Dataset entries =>

.....

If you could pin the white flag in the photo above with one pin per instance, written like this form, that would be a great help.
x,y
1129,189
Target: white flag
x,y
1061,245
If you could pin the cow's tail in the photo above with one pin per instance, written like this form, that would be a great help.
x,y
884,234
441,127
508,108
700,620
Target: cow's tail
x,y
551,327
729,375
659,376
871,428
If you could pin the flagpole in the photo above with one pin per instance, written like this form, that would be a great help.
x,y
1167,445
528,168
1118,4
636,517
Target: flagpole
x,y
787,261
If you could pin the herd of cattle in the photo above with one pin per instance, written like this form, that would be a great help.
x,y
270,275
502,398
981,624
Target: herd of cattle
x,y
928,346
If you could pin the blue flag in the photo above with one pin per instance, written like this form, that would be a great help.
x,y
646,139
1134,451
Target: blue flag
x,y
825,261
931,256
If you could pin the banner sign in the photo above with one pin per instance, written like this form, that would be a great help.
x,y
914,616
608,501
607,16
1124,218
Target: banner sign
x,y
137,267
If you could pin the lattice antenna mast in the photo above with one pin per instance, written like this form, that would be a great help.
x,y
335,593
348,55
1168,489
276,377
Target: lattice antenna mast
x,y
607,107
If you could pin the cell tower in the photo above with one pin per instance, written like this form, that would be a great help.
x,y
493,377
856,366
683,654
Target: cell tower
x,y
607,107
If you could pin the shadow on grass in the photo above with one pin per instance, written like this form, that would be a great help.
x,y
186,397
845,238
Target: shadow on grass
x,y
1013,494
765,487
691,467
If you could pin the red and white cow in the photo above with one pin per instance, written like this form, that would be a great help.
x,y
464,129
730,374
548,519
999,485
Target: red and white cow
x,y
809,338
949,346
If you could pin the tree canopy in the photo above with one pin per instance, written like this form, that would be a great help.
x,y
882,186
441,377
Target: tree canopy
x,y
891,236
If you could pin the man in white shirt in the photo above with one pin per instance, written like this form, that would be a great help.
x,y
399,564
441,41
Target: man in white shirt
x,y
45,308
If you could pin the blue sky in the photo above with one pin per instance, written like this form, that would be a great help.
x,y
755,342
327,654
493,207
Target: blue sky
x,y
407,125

.....

Problem statement =>
Could you reproduce every record above exactly as it appears?

Answer box =>
If you could pin the white flag in the photo above with one pin per instance, written like this form, that would be a great help.
x,y
1129,189
Target: white flag
x,y
1061,245
If you could pin the cow's tail in the photo above with one pin per instance, written like this form, that would be a great help.
x,y
884,234
441,127
508,108
700,620
Target: cow's tail
x,y
551,327
729,375
659,376
871,428
If you could pin the flagpole in the photo above with one pin per instance, written like this form, that would be a great help.
x,y
1167,445
528,168
1118,4
636,517
Target: flagpole
x,y
787,261
If you could pin the herd of cattle in the photo above with one pin per instance, written like this form, that would be a great help.
x,y
270,275
502,398
981,624
Target: herd of cattle
x,y
928,346
If you could pin the blue flag in the photo above with one pin per instance, written like this form, that would be a great help.
x,y
646,139
1134,451
Target: blue flag
x,y
825,261
931,256
If you could pin the banner sign in the photo above with one pin per instance, written like this form, that would be a great help.
x,y
914,616
608,501
607,16
1124,218
Target: banner sign
x,y
137,267
If you could pin the lattice antenna mast in the photo above with one pin per instance, written like this form, that would be a great help.
x,y
335,593
348,55
1168,489
276,377
Target: lattice antenna mast
x,y
607,107
If you could pin the cell tower in the photo above with one pin per instance, written like this form, that would be a great help.
x,y
493,377
856,366
683,654
Target: cell tower
x,y
607,107
If you could pin the shadow on grass in the photo above with one pin per instance, written like this form, that would be a great help.
x,y
186,397
845,238
Target: shadow on grass
x,y
1013,494
765,487
691,467
If you could pin the red and white cow in the photo above with one pin per instance, written like this form, that would be a great help.
x,y
464,129
730,374
548,519
999,485
Target: red and white cow
x,y
809,338
949,346
If you could pin the tree canopy in the photo above with one pin per instance, written like this form, that would be a great help.
x,y
882,186
441,377
Target: tree canopy
x,y
891,236
If you could pin the man in white shirt in the photo above with one pin per instance, written like this form, that would be a great help.
x,y
399,564
441,41
Target: man in white shirt
x,y
45,308
If you could pin the blue sky in the photo above with one pin per instance, written like this form, that would be a great help.
x,y
755,342
327,654
493,207
Target: blue sky
x,y
407,125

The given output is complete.